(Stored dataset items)

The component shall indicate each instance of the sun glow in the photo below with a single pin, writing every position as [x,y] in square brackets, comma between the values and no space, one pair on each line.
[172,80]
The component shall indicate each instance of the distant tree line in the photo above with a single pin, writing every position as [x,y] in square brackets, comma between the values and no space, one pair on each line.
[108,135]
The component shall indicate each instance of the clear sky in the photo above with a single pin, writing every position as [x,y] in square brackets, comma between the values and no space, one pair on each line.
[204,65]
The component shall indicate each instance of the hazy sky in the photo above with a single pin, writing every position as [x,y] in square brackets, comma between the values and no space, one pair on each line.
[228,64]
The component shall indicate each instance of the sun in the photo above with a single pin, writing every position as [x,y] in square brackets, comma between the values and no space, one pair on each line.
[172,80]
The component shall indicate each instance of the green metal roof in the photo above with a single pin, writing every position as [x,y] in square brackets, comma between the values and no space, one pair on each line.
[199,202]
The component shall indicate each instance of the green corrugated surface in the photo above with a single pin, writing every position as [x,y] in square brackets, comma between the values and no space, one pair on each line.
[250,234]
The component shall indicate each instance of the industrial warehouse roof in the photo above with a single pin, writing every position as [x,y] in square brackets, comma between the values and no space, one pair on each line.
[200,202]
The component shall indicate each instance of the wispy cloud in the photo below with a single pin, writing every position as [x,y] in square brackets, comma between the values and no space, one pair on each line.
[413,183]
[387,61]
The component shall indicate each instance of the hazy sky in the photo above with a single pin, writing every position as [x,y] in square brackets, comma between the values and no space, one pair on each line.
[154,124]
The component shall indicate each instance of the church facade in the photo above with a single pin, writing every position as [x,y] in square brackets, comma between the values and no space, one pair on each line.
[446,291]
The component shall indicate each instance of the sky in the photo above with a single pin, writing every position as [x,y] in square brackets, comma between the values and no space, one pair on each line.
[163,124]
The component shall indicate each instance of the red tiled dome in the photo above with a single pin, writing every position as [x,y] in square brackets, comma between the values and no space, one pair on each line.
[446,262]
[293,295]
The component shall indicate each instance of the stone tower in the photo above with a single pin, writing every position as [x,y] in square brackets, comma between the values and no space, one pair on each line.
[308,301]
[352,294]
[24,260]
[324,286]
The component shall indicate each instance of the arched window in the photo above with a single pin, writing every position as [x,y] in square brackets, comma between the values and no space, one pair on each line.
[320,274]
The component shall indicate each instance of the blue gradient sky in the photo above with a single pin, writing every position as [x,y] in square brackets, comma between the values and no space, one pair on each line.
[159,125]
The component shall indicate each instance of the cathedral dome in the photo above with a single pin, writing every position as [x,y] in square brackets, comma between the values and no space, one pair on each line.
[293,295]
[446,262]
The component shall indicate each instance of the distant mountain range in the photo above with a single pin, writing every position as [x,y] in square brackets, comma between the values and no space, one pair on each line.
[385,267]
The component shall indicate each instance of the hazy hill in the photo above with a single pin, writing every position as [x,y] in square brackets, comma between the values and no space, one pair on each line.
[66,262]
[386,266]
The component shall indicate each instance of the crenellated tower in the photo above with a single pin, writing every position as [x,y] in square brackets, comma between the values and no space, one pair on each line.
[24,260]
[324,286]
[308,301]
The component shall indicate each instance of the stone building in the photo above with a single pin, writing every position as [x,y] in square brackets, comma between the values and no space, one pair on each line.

---

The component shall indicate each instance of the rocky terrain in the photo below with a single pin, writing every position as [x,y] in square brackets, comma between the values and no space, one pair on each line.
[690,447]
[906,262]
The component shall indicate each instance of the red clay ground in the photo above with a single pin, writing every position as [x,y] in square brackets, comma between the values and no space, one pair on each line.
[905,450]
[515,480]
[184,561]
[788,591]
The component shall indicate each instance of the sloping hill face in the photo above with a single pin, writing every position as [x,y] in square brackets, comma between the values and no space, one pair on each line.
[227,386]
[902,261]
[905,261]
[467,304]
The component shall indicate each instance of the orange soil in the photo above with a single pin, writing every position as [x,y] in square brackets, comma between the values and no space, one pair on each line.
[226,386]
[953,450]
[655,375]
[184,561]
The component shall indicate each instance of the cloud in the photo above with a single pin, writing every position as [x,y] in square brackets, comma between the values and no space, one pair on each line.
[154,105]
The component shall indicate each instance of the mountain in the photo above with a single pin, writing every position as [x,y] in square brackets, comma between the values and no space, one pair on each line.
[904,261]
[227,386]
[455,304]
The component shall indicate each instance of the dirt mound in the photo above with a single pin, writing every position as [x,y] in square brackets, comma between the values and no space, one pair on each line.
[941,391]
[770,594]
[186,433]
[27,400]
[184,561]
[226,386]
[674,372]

* * *

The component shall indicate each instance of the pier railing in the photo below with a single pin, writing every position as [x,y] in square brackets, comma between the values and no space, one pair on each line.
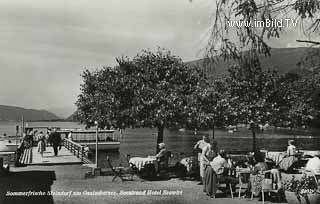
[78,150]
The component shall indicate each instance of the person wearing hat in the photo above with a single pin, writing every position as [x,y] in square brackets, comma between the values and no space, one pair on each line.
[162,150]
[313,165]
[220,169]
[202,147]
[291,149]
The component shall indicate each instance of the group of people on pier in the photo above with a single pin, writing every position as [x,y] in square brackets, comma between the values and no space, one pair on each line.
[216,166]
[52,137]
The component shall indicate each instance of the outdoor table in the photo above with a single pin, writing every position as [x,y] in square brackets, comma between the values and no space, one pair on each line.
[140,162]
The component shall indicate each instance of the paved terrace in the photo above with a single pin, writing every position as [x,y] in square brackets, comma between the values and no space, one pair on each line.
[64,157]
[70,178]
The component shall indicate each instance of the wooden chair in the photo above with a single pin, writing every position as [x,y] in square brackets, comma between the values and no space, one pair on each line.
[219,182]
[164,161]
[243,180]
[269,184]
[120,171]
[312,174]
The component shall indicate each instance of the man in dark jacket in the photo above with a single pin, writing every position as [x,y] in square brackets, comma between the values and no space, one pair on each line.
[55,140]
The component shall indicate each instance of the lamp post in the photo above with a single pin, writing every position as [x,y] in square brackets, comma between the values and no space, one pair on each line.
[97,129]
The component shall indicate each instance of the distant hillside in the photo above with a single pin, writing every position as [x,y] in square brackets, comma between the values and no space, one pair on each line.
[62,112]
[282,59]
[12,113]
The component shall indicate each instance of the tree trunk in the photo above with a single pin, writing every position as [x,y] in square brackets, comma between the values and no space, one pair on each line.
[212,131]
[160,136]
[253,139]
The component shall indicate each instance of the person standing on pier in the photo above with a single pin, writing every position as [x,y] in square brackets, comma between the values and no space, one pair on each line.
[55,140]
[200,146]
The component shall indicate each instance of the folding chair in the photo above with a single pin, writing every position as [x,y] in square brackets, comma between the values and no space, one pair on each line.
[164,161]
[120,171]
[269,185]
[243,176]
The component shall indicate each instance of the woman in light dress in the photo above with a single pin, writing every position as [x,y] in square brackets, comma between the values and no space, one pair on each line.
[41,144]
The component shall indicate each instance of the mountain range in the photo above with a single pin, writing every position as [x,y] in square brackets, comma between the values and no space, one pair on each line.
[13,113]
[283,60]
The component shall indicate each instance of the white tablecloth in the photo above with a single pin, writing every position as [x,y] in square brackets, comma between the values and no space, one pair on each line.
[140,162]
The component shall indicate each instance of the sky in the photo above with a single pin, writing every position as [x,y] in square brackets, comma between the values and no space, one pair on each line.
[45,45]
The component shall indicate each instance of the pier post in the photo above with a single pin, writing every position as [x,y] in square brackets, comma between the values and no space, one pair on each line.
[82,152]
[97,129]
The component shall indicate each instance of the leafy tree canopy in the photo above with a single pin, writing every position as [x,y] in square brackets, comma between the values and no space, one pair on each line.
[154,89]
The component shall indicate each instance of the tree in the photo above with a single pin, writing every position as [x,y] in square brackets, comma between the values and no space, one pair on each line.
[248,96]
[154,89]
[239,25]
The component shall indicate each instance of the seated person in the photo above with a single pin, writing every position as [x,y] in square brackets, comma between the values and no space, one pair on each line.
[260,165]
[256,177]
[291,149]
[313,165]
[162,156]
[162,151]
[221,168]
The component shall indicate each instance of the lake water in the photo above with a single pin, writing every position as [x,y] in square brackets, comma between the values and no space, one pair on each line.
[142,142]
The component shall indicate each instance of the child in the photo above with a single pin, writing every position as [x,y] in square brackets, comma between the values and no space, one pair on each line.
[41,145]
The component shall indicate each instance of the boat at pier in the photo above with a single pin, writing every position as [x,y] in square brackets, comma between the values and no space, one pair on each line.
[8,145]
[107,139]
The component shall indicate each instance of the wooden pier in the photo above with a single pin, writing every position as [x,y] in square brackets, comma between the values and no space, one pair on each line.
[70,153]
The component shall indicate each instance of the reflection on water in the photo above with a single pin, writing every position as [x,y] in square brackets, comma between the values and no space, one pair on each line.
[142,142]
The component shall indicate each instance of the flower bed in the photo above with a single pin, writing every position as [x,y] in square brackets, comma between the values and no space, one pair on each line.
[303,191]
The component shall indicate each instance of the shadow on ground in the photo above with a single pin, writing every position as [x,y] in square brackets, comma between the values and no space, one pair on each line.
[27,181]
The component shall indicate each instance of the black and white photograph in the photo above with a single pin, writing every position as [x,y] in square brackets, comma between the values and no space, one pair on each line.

= REQUIREMENT =
Only those lines of the entries above that run from the line containing "The component shall indicate each instance of the blue" to the line containing "The component shall indicate each instance of the stone building", both included, should be transcribed exactly.

= REPLY TO THE TASK =
The component shall indicate each instance of the blue gradient sky in the photo above with a single pin, writing every position as [x,y] in square brackets, comma between the values and no space, one pair on each line.
[159,125]
The component shall indicate each instance of the cathedral dome in the photo above with a single pin, writing every position as [x,y] in square brackets, comma between the values and no space, one pair on each line.
[293,295]
[446,262]
The component shall indicate each instance of the distant mountain range in the photo above with a single pin, writing every position as [x,y] in square brackets, comma between the values and no space, one pair on each line.
[385,267]
The component shall indicate each instance of the hazy hill in the photo above with a single pin, writing every position as [x,y] in square brackets, comma between the values and no space, one pair on each line.
[66,262]
[386,266]
The component shall indicate each instance of the crenellated tower in the photo above with a single pin, writing every position as [x,y] in square brackets, comma between the values and no space, one pair on each line.
[24,260]
[324,286]
[308,301]
The component shall indicate each instance of the stone building in the photo above with a single pin, writing every position as [x,y] in square brackets, comma between the values and no space, one pair on each line.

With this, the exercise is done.